▶ _Excerpted records_
--------------------------------

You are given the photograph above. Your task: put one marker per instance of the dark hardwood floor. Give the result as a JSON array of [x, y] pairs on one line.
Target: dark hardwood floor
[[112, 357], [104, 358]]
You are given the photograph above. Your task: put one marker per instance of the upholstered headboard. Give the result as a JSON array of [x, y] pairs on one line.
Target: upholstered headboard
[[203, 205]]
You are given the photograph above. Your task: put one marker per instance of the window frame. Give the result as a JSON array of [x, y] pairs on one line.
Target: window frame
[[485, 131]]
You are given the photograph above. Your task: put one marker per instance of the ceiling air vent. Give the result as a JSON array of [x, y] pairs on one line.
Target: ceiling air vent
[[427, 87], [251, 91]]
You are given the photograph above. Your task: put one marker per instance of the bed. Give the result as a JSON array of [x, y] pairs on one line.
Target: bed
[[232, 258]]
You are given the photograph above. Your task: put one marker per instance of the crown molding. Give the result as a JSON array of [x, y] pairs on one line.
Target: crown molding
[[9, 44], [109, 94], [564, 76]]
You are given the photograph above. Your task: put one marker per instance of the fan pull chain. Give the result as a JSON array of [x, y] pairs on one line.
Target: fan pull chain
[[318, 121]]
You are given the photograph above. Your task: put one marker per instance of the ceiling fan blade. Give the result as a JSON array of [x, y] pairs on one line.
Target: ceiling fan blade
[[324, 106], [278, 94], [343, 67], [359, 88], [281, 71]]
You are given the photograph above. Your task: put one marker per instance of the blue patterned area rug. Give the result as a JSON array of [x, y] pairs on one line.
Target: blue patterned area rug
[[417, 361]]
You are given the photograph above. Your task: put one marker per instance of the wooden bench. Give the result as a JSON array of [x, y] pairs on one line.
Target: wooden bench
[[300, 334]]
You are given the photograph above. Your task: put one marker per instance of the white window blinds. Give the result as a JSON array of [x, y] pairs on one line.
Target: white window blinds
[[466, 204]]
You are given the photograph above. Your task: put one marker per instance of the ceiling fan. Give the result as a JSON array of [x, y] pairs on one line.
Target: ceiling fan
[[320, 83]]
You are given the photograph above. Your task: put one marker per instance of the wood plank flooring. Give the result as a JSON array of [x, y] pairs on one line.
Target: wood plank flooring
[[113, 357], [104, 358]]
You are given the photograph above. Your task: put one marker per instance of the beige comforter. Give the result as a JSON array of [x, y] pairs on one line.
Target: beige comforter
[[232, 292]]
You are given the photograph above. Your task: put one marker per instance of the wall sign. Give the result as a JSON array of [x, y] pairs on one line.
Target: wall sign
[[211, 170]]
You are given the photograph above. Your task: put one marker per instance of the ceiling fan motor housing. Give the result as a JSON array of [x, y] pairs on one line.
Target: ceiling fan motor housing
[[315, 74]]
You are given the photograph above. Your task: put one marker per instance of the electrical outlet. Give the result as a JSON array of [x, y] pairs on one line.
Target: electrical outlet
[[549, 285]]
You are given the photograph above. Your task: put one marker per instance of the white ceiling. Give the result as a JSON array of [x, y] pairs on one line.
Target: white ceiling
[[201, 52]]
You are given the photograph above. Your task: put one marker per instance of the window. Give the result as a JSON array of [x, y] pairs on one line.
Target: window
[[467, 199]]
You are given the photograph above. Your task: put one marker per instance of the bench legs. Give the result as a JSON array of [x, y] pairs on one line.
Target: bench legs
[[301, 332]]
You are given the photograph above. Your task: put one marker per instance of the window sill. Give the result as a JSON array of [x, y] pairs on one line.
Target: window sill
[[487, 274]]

--------------------------------

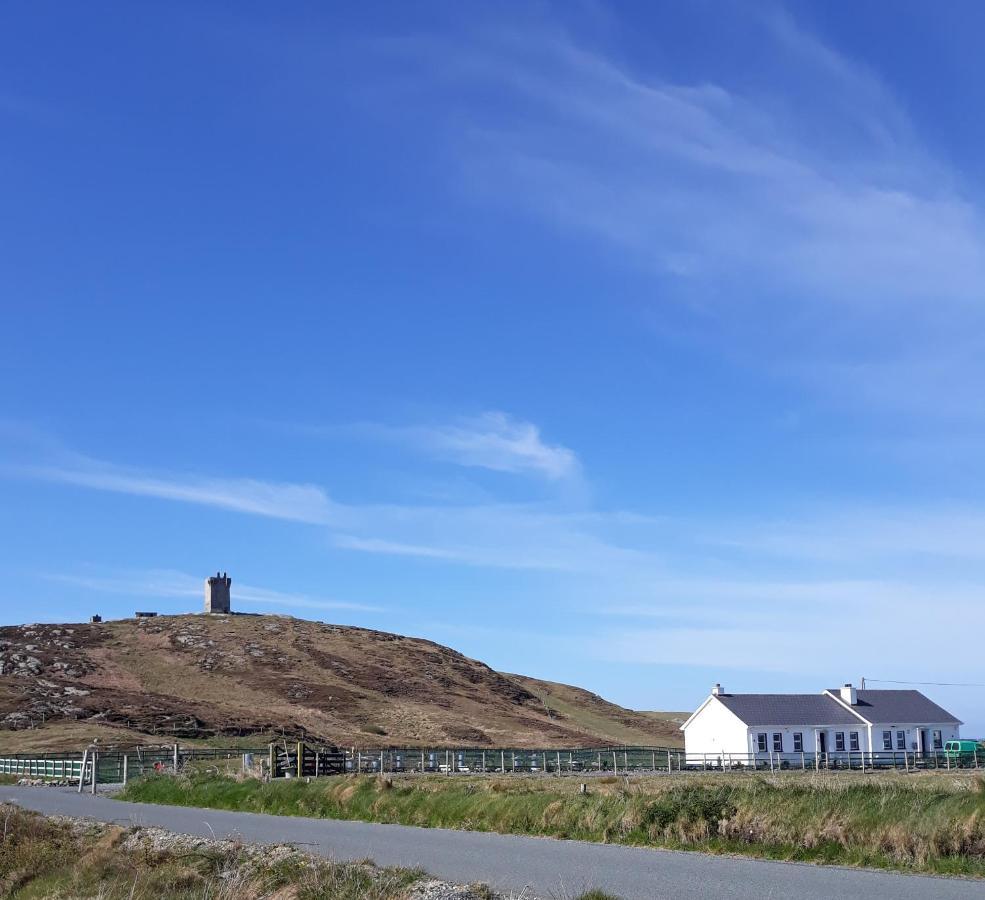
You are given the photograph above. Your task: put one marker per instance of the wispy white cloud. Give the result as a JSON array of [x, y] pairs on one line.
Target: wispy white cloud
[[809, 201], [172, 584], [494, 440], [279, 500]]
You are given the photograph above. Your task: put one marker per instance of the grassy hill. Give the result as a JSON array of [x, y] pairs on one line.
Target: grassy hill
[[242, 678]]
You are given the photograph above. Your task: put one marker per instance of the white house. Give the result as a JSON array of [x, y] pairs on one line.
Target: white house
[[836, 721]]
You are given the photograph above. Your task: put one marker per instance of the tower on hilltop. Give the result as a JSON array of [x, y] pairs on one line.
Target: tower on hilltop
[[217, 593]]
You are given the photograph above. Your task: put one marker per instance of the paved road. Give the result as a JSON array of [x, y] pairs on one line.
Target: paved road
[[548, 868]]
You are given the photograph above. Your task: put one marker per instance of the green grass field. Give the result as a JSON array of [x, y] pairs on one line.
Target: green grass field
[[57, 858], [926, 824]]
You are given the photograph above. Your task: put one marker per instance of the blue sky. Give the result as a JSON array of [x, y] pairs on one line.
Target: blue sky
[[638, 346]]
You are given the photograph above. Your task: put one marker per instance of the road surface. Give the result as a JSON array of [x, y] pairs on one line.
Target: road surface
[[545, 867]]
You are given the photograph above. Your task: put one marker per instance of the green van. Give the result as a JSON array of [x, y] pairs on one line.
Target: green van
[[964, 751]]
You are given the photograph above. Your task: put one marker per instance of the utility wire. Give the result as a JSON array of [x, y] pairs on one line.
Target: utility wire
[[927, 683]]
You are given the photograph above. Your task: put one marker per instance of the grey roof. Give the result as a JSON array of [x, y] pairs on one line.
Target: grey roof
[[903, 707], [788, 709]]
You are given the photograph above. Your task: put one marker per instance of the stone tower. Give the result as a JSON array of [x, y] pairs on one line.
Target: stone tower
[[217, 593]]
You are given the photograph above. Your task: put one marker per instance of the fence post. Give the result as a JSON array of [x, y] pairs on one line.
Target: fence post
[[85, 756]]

--------------------------------

▶ _Directive_
Rewrite the items from the line containing "of the dark" down to the line containing "[[232, 258]]", putting "point" wherever "marker" appears and leaving everything else unchanged.

▶ _Solution to the problem_
You are given the photograph above. Your task: put one point per instance of the dark hardwood floor. Give the result as a JSON array of [x, y] pairs on one line.
Target: dark hardwood floor
[[112, 357], [104, 358]]
You are given the photograph above. Your task: put one point per instance of the upholstered headboard. Give the result as a JSON array of [x, y] pairs on one line.
Target: upholstered headboard
[[203, 205]]
You are given the photograph above. Your task: put one point per instance of the window frame. Give the result as a JSON array of [x, y] pairs on one line.
Target: window frame
[[485, 131]]
You are given the photograph above. Your task: put one point per instance of the ceiling air vent. Give the result as a JSON array of [x, y] pairs on one line.
Target: ceiling air vent
[[427, 87], [251, 91]]
You are given the photograph above. Your task: put one point per instance of the bed. Give the result as a JSON array of [x, y] pairs on one line.
Target: bed
[[232, 258]]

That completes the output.